Dataset entries -
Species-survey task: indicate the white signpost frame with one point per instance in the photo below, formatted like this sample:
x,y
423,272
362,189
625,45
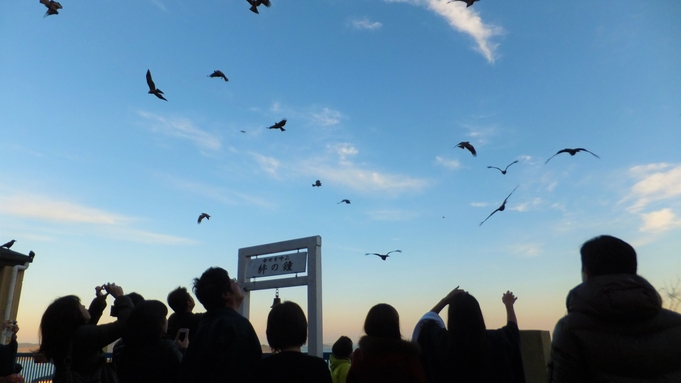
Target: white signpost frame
x,y
250,268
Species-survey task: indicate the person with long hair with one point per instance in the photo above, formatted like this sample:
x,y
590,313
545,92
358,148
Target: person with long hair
x,y
383,356
465,351
74,343
147,355
286,334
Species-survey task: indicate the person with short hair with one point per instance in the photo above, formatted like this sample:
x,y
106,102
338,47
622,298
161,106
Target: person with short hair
x,y
383,356
616,329
225,347
182,303
286,334
341,354
466,351
148,357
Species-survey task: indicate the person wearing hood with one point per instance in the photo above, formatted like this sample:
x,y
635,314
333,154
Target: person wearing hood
x,y
616,329
383,356
341,352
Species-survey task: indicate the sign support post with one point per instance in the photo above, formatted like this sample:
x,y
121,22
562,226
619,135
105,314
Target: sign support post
x,y
310,259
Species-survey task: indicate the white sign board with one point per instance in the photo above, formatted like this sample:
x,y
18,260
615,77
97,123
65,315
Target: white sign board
x,y
277,265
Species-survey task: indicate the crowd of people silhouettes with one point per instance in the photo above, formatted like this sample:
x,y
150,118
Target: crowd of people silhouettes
x,y
615,330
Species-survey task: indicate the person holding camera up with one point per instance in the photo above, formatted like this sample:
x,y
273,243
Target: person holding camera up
x,y
70,338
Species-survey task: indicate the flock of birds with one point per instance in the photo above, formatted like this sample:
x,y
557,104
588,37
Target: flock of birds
x,y
53,8
467,145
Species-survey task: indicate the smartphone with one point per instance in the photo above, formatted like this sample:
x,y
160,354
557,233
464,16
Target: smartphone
x,y
182,334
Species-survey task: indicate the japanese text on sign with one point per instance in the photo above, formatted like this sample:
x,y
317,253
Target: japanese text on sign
x,y
277,265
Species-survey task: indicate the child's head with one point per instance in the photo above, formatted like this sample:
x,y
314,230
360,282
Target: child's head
x,y
342,348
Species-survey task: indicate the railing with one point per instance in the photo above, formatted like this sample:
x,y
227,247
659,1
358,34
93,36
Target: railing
x,y
42,372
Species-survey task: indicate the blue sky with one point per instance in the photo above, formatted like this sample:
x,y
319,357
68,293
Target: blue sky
x,y
105,182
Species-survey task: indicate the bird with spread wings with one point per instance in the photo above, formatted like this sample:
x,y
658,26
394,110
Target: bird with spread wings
x,y
384,256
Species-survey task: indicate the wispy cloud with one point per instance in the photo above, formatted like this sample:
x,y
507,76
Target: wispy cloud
x,y
656,182
526,249
268,164
326,117
660,221
341,170
46,209
392,215
465,20
365,23
182,128
101,222
529,205
449,164
219,194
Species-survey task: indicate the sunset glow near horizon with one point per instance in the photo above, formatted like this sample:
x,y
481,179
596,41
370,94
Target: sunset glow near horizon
x,y
105,182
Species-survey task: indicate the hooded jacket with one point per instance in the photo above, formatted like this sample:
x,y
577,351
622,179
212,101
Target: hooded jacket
x,y
386,360
616,331
339,368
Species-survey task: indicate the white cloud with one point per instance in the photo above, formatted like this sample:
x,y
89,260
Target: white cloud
x,y
268,164
525,206
46,209
182,128
392,215
450,164
659,221
344,150
101,222
465,20
326,117
527,250
657,182
365,23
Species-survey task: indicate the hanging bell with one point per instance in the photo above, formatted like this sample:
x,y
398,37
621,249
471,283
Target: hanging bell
x,y
276,300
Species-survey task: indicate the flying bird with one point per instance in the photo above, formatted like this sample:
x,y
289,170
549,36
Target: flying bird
x,y
572,153
500,208
467,145
256,3
279,125
503,171
468,2
384,256
152,87
202,216
218,73
52,7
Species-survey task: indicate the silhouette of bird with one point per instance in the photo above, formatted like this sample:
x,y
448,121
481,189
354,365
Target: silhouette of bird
x,y
52,7
384,256
256,3
467,145
503,171
152,87
468,2
218,73
500,208
279,125
572,153
202,216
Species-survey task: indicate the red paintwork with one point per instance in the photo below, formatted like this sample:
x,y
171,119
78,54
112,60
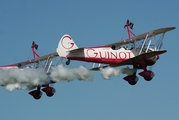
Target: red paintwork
x,y
98,60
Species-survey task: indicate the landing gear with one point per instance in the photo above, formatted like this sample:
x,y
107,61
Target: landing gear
x,y
131,79
36,93
148,75
49,90
68,62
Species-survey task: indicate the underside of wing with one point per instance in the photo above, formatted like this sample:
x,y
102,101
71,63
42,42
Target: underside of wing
x,y
133,60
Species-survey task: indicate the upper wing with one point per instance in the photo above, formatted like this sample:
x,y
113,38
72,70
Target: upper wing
x,y
134,59
142,36
42,58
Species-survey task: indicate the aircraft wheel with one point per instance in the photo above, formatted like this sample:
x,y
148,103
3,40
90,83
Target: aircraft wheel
x,y
68,62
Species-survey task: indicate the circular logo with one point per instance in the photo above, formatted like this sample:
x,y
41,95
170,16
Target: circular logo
x,y
67,42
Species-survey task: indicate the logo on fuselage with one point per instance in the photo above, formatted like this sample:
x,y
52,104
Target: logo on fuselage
x,y
67,42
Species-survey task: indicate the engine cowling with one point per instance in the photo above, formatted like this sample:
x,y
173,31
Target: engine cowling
x,y
49,91
36,94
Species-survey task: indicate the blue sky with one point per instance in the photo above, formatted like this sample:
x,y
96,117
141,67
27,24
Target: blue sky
x,y
90,23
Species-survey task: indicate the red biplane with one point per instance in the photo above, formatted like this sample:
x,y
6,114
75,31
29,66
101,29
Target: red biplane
x,y
139,51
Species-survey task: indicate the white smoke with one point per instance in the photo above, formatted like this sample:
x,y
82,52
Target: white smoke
x,y
60,73
27,79
109,72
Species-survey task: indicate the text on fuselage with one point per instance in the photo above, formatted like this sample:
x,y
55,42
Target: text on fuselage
x,y
92,53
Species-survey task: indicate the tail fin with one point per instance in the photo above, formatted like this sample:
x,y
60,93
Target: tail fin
x,y
65,44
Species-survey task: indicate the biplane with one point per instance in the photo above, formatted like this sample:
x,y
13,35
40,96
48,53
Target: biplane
x,y
44,62
139,51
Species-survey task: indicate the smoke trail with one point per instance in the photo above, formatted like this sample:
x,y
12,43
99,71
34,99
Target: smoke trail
x,y
109,72
60,73
25,79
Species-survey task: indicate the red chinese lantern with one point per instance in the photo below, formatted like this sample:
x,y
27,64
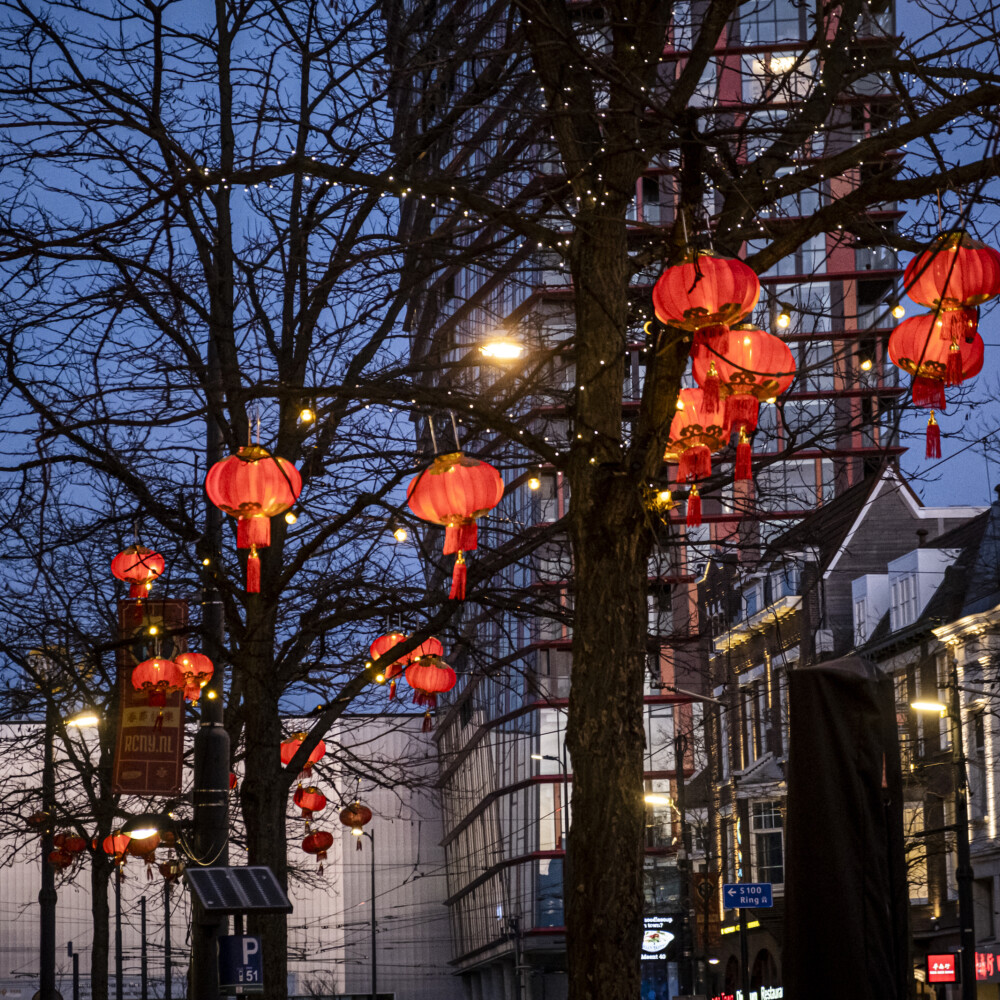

Task objective -
This exercise asks for the data above to be given again exactly, without pictures.

Output of the exercise -
Species-survey task: indicate the white signpost frame with one point per instance in the photo below, formatted like this sample:
x,y
423,272
362,189
625,45
Target: white signpost frame
x,y
250,268
Species-survey task: indicate the person with long hair with one point per instance in the photo above, formatted like this sample:
x,y
590,313
545,92
358,148
Target: person with long hair
x,y
383,356
465,351
74,343
147,355
286,334
Species-survey task: indicate the person with short hair with one point per instance in the photo above, formatted like this sample:
x,y
106,102
338,47
622,298
161,106
Target: person with short hair
x,y
383,356
616,329
225,347
182,303
286,334
341,354
466,351
148,357
Species-survey task: indicate the person wearing hood with one point per instance in the photo above, formatted like this sample:
x,y
635,314
333,154
Target: person wearing hood
x,y
616,329
383,356
341,352
Species-survey task: indicate the sign support post with one point per instance in the photo above, formatted like this sample:
x,y
121,22
562,226
619,135
105,314
Target: sign support post
x,y
310,259
Species-survey task: indicate the white sign board with one point per instance in the photo above, formatted like this sample:
x,y
18,260
615,77
97,123
65,315
Target: white sign board
x,y
277,265
Species-survey task: indicate the crowd of people silhouettes with one point per instance in the photo above, formatted like this sample:
x,y
150,118
Target: crowd of people silhouettes
x,y
615,330
Species-survey task: indicate the person holding camera up with one point per instance in the photo above, formatted like this sample:
x,y
273,243
Target: person holding camera up
x,y
70,338
Species-survey task: indicate the flock of birds with one point per instance in the photo above, formatted like this sample:
x,y
557,104
588,37
Target: flock of birds
x,y
53,8
467,145
Species-survey task: indicate the smartphone with one point per instance in the photo above, formatted like this sample:
x,y
160,354
557,233
464,16
Target: smartphone
x,y
182,334
Species-survey task: indicate the japanese text on sign with one point per instance in the photo above, formatted like this sample:
x,y
317,253
Target: japanese text on sign
x,y
277,265
Species-survey task: indicate the child's head with one point per instance in the photo above, formatted like this sample:
x,y
314,230
360,282
Target: child's head
x,y
342,348
Species-survey task: indicate the railing with one point per instance in the photo above, formatted like this sample:
x,y
227,247
659,1
358,34
93,36
Target: railing
x,y
42,372
Species-survey task: indicate the blue sky with one point per instance in the photo above, formatted like this sample:
x,y
319,357
68,293
Target: blue sky
x,y
105,182
Species-survey task: indicate the bird with spread wings with one point per instance in the photo above, formatted like this sample:
x,y
658,26
394,110
Target: bird with spread wings
x,y
384,256
Species-survey task: indicate the wispy cloud with one point per instance in the photo above, formatted like this sample:
x,y
507,76
Target: wispy cloud
x,y
656,182
526,249
268,164
326,117
660,221
341,170
46,209
392,215
465,20
365,23
182,128
101,222
529,205
449,164
219,194
Species-survey task: indicate the sunset glow near horizon with one point per instance in the photo above, formatted like this sample:
x,y
481,179
596,41
370,94
Target: sunset glow near horizon
x,y
105,182
Species-survey task: indicate the hooded jacket with one point per instance in the photo above, formatted like this sample:
x,y
577,351
622,179
212,101
Target: hooded jacket
x,y
386,360
616,331
339,368
Species-survey task: indicate the white cloud with one point per instance in the photo above, formatted like this sample:
x,y
89,260
Target: white cloud
x,y
268,164
525,206
46,209
182,128
392,215
450,164
659,221
344,150
101,222
465,20
326,117
527,250
657,182
365,23
Species-survey task: indicate the hanging bell with one point per instance in the photo above, formatted like this sample:
x,y
398,37
621,249
471,283
Target: hanging bell
x,y
276,300
Species-survey task: indicate the flying bird with one point per instance in the photo above, formatted like this sample:
x,y
289,170
549,36
Target: flying bird
x,y
572,153
500,208
467,145
256,3
279,125
503,171
468,2
384,256
152,87
202,216
218,73
52,7
Species-survey task: indicate the silhouette of bird with one point per instance in the photo above, formatted like this sample:
x,y
448,121
481,189
354,365
Target: silhouette of bird
x,y
52,7
384,256
256,3
467,145
503,171
152,87
468,2
218,73
500,208
279,125
572,153
202,216
Species-survey task: indicate the red paintwork with one point per instance in the photo below, formatted like this sample:
x,y
171,119
78,54
112,60
Target: red paintwork
x,y
98,60
Species-survey task: indicate the landing gear with one point per instance in the photo above, formatted like this sample:
x,y
107,61
Target: landing gear
x,y
131,79
36,93
148,75
49,90
68,62
Species-survey task: indicate the underside of wing with one point per instance in the photo above, formatted like this sample:
x,y
102,101
71,63
42,42
Target: underside of wing
x,y
133,60
Species-survey task: indicate the upper wing with one point per instance in the photo above, formatted like this sample:
x,y
113,38
72,70
Target: upper wing
x,y
134,59
142,36
42,58
Species-survey task: indicate the aircraft wheel with one point per instance in the photo above, formatted like this sample:
x,y
148,103
3,40
90,83
Target: aircraft wheel
x,y
68,62
Species-survey task: indicate the circular logo with one point per instance in the photo above, formatted like this sample:
x,y
41,95
170,16
Target: circular logo
x,y
67,42
Species-survey task: indicate the logo on fuselage with one point per instance in the photo above, formatted like this sample:
x,y
52,104
Target: logo on fuselage
x,y
67,42
Species-survey task: indicate the engine cowling with one point per instance in the photo above, formatted like this sample:
x,y
173,31
Target: engine cowling
x,y
49,91
36,94
Species-survey task: indicate the blue sky with one point per instance in the photo above, formatted like this sample:
x,y
96,117
141,67
27,24
Target: blue sky
x,y
90,23
Species-survey task: indicate the red biplane with one point per instance in the photo above, formatted like this sample:
x,y
6,114
75,31
29,66
101,29
Target: red biplane
x,y
139,51
Species-survey task: indicate the white smoke with one point per instance in the photo above, formatted like this sample:
x,y
82,52
Target: white smoke
x,y
60,73
27,79
109,72
Species-survey task: indicate the text on fuselage with one point per instance in the photo above, formatted like this sample:
x,y
55,42
Target: text on fuselage
x,y
92,53
Species-survey task: indicate the tail fin with one point per instance in the photo above, formatted like this sample:
x,y
60,93
Target: tail fin
x,y
65,44
Species-survey task: indicate the biplane with one point per instance in the photo above, formatted like this sample:
x,y
13,35
40,96
48,53
Target: biplane
x,y
44,62
139,51
Species-survey task: indicate the smoke trail with one point per instance in the photo above, formatted like this sample:
x,y
12,43
99,71
34,99
Target: smoke trail
x,y
109,72
60,73
25,79
Species-survey task: indicate the red chinese lantern with one point per instance in the photo below, formatted like this sample:
x,y
27,64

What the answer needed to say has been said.